• Exercise requirements: Copy out the listing word for word, starting at the line with "Where can the bollard" and ending at its last line, with both of those lines included.

════════

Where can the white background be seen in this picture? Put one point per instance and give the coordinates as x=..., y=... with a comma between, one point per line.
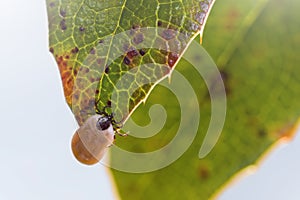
x=36, y=126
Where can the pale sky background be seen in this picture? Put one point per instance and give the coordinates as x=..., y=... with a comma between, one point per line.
x=37, y=126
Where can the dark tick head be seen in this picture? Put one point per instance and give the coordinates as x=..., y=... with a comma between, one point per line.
x=103, y=122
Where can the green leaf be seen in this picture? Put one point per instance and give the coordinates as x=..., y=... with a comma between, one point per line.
x=96, y=42
x=256, y=45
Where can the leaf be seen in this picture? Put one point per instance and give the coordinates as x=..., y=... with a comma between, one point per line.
x=96, y=42
x=256, y=45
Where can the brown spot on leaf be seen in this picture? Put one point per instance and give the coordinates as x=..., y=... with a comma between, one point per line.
x=132, y=53
x=126, y=61
x=75, y=50
x=203, y=172
x=142, y=52
x=62, y=12
x=159, y=23
x=52, y=4
x=66, y=76
x=200, y=17
x=168, y=34
x=172, y=58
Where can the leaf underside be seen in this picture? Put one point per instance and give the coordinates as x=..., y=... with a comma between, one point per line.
x=255, y=44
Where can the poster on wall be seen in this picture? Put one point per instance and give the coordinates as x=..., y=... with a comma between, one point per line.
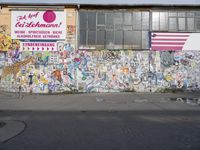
x=38, y=46
x=38, y=25
x=174, y=41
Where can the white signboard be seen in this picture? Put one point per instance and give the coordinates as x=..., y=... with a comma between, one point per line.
x=40, y=25
x=38, y=46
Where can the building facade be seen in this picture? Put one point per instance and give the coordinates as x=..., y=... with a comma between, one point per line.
x=99, y=47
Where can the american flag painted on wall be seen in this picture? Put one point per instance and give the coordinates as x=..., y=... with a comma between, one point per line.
x=168, y=41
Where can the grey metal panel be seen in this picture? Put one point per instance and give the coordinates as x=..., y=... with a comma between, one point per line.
x=105, y=2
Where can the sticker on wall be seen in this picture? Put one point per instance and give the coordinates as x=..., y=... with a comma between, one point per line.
x=39, y=46
x=175, y=41
x=40, y=25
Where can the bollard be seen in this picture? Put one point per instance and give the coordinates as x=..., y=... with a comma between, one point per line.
x=19, y=92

════════

• Task solution:
Where can the bollard be seen in this picture? Put one point per instance and give the coordinates as x=..., y=... with a comma between, one point per line.
x=19, y=92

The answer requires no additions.